◆ Assigned task ◆
Print the data that follows exactly.
(Beginning of Extracted records)
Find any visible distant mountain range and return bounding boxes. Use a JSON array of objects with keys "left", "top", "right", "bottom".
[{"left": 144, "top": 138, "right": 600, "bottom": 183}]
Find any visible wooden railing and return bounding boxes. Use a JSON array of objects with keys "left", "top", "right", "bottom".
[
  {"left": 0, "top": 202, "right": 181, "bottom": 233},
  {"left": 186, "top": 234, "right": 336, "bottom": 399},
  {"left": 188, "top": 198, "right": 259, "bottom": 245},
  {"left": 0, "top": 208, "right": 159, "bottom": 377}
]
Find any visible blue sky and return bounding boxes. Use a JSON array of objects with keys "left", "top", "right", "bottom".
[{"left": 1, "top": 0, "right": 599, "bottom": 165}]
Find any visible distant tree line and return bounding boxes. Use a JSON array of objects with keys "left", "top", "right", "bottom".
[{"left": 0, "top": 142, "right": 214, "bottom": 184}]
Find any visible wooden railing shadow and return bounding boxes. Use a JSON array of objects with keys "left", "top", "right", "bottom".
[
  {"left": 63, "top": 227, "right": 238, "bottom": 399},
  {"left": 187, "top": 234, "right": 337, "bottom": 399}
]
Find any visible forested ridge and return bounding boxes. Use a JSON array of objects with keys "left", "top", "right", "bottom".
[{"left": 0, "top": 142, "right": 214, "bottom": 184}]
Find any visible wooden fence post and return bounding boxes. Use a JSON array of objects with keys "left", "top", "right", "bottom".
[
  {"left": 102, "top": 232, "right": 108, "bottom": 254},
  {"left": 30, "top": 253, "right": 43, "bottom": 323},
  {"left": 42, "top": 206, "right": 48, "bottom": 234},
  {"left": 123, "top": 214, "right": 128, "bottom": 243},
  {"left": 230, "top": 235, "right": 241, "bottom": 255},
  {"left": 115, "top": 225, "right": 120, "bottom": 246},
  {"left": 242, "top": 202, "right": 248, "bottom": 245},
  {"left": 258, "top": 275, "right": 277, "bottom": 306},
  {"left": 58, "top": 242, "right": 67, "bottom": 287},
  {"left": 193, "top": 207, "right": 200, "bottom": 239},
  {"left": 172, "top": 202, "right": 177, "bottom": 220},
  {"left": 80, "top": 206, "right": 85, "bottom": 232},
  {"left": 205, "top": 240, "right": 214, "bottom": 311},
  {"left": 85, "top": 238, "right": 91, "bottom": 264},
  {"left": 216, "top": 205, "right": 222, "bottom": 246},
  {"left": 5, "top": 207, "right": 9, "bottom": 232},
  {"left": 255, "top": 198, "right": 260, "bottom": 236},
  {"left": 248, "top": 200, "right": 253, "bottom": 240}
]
(End of Extracted records)
◆ Response ◆
Find any visible distant mountain range and return bounding boxes. Use a JSON array of objects with keys "left", "top", "right", "bottom".
[{"left": 144, "top": 138, "right": 600, "bottom": 183}]
Find any visible wooden railing and return bounding boxes. Use a JSON array of objects with keys "left", "top", "right", "bottom".
[
  {"left": 0, "top": 202, "right": 181, "bottom": 233},
  {"left": 186, "top": 234, "right": 336, "bottom": 399},
  {"left": 188, "top": 198, "right": 259, "bottom": 245},
  {"left": 0, "top": 208, "right": 159, "bottom": 377}
]
Find any visible blue sky and return bounding boxes. Use a JSON array of objects with keys "left", "top", "right", "bottom".
[{"left": 1, "top": 0, "right": 599, "bottom": 165}]
Find any visible distant tree line and return bounding boxes. Use a JSON array of objects with keys "left", "top", "right", "bottom".
[{"left": 0, "top": 142, "right": 214, "bottom": 184}]
Find any visible wooden railing shadow and return bounding boxes. Use a JSON array of objects with keys "left", "top", "right", "bottom".
[
  {"left": 63, "top": 227, "right": 238, "bottom": 399},
  {"left": 187, "top": 234, "right": 337, "bottom": 399}
]
Find any visible forested ridge and return bounding boxes. Use a JSON array of objects with keys "left", "top", "right", "bottom".
[{"left": 0, "top": 142, "right": 214, "bottom": 184}]
Find any visible wooden fence post and return bounding boxes. Use a JSON array of objects with keys "left", "top", "right", "bottom".
[
  {"left": 102, "top": 232, "right": 108, "bottom": 254},
  {"left": 30, "top": 253, "right": 43, "bottom": 323},
  {"left": 42, "top": 206, "right": 48, "bottom": 234},
  {"left": 123, "top": 214, "right": 128, "bottom": 243},
  {"left": 230, "top": 235, "right": 241, "bottom": 255},
  {"left": 115, "top": 225, "right": 120, "bottom": 246},
  {"left": 242, "top": 202, "right": 248, "bottom": 245},
  {"left": 258, "top": 275, "right": 277, "bottom": 306},
  {"left": 58, "top": 242, "right": 67, "bottom": 287},
  {"left": 193, "top": 207, "right": 200, "bottom": 239},
  {"left": 172, "top": 202, "right": 177, "bottom": 220},
  {"left": 80, "top": 206, "right": 85, "bottom": 232},
  {"left": 205, "top": 240, "right": 214, "bottom": 311},
  {"left": 85, "top": 238, "right": 91, "bottom": 264},
  {"left": 216, "top": 205, "right": 222, "bottom": 246},
  {"left": 5, "top": 207, "right": 9, "bottom": 232},
  {"left": 255, "top": 198, "right": 260, "bottom": 236},
  {"left": 248, "top": 200, "right": 253, "bottom": 240}
]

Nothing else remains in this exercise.